Toutefois, une équipe d'astronomes conduite par Alessia Longobardi, doctorante à l'Institut Max Planck dédié à la physique extraterrestre (à Garching, Allemagne), est parvenue, au moyen d'une astuce observationnelle, à démontrer, sans la moindre ambigüité, que la galaxie elliptique géante Messier 87 (M87) avait fusionné avec une galaxie spirale de plus petite taille au cours des derniers milliards d'années.
« Ce résultat montre clairement que les vastes structures lumineuses de l'Univers continuent de croître de manière substantielle, les galaxies n'ont pas achevé leur croissance ! confie Alessia Longobardi. Une portion étendue du halo externe de Messier 87 nous apparaît deux fois plus brillante qu'elle ne le serait si la collision ne s'était pas produite. »
Reconstitution grâce aux étoiles âgées
Messier 87 se situe à quelque 50 millions d'années-lumière de nous, au centre de l'amas de galaxies de la Vierge. Elle a l'aspect d'une énorme sphère étoilée dont la masse totale équivaut à plus d'un million de millions de masses solaires.
Plutôt que d'observer l'ensemble des étoiles de Messier 87 (elles sont des dizaines de milliards et trop peu lumineuses pour pouvoir être étudiées individuellement), l'équipe s'est focalisée sur ses nébuleuses planétaires, les enveloppes de gaz qui entourent les étoiles âgées. Une grande part de leur rayonnement se cantonne à quelques raies spectrales. Pour cette raison, ce sont les seules étoiles individuelles dont les mouvements peuvent être mesurés à des distances voisines de celle de M87. Elles se comportent à l'image de phares de couleur verte (la lumière émise équivaut à deux ampoules de 60 watts qui seraient disposées à la surface de Vénus et observées depuis la Terre), traduisant ainsi leurs positions et la vitesse de leurs mouvements respectifs.

——

Reprenez mot pour mot, dans le texte sur Messier 87 ci-dessus, tout ce qui va de « Reconstitution grâce aux » jusqu'à « de masses solaires. ».

### Relevés de contours
——

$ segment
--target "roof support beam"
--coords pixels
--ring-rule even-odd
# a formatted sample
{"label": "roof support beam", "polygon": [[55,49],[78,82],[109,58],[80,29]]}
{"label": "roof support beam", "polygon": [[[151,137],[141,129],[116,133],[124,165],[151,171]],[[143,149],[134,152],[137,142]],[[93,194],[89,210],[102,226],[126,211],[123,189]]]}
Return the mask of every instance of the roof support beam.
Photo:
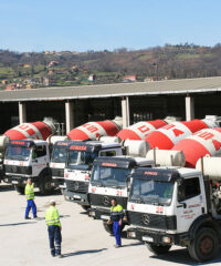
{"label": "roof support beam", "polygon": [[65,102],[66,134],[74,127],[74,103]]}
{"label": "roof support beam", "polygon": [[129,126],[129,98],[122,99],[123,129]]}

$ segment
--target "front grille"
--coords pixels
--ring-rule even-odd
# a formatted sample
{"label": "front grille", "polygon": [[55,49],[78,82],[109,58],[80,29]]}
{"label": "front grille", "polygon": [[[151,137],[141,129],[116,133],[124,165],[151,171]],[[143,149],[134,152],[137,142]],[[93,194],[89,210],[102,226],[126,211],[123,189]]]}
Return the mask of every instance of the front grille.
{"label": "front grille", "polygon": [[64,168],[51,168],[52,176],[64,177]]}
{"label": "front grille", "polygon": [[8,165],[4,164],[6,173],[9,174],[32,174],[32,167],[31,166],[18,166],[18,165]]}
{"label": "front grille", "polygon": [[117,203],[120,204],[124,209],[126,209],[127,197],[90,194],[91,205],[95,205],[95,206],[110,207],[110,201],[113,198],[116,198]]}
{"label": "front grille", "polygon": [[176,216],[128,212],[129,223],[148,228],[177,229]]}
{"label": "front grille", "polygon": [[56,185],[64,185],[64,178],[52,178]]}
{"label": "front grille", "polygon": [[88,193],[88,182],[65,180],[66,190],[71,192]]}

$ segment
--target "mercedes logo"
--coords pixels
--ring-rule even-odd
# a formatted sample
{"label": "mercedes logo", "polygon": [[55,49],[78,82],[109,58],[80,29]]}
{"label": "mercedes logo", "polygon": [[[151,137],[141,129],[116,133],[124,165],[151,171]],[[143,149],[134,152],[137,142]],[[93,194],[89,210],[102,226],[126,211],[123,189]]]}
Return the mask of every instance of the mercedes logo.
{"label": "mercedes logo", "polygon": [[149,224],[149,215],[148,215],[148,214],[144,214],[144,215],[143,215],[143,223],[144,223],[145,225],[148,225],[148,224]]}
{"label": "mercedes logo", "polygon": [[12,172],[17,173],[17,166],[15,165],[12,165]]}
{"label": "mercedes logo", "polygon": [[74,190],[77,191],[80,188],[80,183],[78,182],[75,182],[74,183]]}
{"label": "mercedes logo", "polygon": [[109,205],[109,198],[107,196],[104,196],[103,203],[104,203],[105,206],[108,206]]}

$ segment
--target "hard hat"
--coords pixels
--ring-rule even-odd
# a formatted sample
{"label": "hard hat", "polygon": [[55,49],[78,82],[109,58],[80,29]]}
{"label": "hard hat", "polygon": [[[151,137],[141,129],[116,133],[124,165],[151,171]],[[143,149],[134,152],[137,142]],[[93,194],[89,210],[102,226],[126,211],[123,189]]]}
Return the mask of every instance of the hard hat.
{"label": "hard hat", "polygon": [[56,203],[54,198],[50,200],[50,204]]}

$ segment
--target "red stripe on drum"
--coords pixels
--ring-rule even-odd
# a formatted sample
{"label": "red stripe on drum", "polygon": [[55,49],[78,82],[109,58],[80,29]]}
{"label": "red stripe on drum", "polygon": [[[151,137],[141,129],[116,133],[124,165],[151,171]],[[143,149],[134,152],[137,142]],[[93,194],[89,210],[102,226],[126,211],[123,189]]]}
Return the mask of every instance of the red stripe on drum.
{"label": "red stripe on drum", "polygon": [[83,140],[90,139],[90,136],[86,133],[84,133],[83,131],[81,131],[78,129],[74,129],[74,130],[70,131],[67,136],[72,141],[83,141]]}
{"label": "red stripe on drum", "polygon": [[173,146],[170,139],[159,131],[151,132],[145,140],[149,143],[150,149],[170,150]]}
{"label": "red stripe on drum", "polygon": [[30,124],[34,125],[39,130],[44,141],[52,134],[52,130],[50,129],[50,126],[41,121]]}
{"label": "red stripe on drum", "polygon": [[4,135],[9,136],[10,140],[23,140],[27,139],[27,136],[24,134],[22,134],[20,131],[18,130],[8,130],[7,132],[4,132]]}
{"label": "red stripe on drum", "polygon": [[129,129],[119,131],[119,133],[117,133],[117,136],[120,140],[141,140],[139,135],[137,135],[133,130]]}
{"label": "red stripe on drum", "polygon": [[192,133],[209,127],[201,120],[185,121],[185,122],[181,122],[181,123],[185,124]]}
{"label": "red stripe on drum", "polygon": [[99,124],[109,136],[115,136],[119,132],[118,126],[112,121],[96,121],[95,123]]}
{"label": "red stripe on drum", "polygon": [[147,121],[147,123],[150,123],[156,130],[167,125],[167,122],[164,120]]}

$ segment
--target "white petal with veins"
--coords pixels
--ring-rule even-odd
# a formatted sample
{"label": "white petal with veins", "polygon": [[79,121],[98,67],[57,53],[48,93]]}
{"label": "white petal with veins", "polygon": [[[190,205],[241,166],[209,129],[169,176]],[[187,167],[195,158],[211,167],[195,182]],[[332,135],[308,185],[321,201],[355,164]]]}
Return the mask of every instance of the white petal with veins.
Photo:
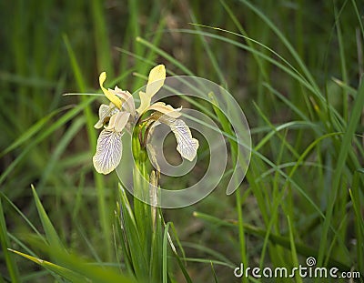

——

### RÉSULTAT FINAL
Reconstitution grâce aux étoiles âgées
Messier 87 se situe à quelque 50 millions d'années-lumière de nous, au centre de l'amas de galaxies de la Vierge. Elle a l'aspect d'une énorme sphère étoilée dont la masse totale équivaut à plus d'un million de millions de masses solaires.